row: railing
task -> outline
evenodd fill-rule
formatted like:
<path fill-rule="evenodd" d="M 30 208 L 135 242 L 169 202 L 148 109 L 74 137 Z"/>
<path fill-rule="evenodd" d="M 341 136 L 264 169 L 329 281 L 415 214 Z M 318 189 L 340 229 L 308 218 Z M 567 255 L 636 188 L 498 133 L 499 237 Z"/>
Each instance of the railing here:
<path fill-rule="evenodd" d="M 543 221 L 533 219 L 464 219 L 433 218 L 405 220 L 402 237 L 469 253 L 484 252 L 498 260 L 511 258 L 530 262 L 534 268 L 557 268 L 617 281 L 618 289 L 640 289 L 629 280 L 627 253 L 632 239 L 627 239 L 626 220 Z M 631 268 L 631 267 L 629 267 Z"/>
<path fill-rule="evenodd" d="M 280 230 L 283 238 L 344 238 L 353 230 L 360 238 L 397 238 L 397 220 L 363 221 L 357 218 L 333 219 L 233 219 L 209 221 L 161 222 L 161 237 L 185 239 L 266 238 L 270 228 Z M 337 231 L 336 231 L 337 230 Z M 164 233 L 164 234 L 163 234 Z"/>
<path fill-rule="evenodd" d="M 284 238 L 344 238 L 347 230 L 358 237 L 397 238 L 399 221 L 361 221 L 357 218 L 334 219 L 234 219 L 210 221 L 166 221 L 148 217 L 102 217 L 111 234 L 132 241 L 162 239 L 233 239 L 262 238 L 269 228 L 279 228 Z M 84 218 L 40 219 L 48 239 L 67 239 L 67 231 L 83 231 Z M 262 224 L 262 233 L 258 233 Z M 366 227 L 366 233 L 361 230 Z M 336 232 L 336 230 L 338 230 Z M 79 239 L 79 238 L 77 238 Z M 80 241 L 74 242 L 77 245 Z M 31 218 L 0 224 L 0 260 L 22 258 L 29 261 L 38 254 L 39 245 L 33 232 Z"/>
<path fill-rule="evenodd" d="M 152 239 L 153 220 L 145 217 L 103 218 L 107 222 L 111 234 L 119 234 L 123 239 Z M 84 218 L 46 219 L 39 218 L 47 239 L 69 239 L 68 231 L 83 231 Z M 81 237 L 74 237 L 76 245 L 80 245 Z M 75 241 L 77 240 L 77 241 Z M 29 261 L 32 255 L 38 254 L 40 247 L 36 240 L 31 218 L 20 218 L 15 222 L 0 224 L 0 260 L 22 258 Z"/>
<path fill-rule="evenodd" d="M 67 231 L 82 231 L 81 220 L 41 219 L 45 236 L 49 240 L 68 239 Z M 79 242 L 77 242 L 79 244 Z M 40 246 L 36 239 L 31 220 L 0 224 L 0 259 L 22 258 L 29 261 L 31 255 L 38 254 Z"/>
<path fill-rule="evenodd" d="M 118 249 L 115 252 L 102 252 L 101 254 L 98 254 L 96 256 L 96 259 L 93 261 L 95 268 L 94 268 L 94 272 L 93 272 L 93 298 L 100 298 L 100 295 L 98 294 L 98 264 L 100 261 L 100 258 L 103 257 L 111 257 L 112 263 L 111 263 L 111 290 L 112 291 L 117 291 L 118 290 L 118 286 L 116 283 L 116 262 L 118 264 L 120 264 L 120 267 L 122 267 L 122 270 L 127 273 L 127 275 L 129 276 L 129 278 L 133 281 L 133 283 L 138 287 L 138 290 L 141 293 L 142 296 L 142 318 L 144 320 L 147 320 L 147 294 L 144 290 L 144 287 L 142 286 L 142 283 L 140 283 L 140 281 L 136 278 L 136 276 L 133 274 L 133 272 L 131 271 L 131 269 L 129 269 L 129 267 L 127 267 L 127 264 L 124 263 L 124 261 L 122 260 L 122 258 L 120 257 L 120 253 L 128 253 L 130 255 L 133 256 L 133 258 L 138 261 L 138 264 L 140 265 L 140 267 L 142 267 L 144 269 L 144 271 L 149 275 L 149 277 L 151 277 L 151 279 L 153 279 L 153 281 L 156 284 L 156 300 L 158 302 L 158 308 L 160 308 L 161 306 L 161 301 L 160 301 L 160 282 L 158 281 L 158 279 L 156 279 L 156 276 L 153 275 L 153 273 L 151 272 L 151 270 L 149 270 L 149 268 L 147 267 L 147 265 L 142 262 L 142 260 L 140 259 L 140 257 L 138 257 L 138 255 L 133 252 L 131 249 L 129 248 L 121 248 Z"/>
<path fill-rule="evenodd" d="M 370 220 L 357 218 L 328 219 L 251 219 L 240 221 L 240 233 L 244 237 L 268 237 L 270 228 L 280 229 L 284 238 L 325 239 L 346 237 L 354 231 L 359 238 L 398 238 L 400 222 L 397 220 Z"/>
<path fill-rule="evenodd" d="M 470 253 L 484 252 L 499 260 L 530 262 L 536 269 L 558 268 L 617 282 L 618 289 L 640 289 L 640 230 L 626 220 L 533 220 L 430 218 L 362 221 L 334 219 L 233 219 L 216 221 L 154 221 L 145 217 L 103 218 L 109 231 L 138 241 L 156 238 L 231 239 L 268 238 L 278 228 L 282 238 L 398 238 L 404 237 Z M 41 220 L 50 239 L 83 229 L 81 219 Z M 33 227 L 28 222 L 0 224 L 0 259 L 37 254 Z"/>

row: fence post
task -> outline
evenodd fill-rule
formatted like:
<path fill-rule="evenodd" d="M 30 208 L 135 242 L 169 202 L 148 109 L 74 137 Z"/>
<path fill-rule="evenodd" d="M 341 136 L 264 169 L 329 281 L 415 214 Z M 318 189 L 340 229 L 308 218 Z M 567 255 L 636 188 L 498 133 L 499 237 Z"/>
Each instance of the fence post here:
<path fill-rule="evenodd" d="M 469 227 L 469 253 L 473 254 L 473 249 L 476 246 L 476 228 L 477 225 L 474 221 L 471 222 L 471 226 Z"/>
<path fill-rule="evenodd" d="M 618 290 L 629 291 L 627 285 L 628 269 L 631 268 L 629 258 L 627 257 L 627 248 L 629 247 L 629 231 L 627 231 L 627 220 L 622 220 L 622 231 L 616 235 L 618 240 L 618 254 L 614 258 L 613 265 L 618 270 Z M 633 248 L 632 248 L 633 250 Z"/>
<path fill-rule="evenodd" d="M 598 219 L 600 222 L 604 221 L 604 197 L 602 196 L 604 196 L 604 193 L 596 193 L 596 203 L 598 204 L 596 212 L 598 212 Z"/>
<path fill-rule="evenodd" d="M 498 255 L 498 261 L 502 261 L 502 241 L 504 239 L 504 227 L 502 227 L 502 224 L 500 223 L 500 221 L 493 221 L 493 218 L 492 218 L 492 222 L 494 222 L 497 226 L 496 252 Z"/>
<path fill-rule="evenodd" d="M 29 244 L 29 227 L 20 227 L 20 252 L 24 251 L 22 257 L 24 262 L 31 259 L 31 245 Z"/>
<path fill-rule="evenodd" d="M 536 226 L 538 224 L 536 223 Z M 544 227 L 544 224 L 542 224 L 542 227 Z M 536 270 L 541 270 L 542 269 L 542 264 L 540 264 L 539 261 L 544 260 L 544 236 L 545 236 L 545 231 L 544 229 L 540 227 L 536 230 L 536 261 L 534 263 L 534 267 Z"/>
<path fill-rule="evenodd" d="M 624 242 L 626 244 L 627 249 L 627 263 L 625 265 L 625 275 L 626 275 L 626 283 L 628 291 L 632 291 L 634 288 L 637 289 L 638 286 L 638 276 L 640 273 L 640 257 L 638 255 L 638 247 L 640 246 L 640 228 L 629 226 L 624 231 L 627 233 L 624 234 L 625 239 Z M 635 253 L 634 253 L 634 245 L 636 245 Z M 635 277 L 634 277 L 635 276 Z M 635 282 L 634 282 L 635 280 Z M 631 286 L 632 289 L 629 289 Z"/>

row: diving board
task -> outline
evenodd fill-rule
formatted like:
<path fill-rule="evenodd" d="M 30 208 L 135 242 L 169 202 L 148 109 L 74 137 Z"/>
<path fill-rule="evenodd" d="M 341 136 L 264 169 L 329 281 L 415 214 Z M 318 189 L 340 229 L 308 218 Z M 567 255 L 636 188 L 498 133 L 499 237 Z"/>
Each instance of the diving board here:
__________________________________________________
WHAT THIS TASK INVOLVES:
Select and copy every line from the records that includes the word "board".

EXERCISE SOLUTION:
row: diving board
Each instance of the diving board here:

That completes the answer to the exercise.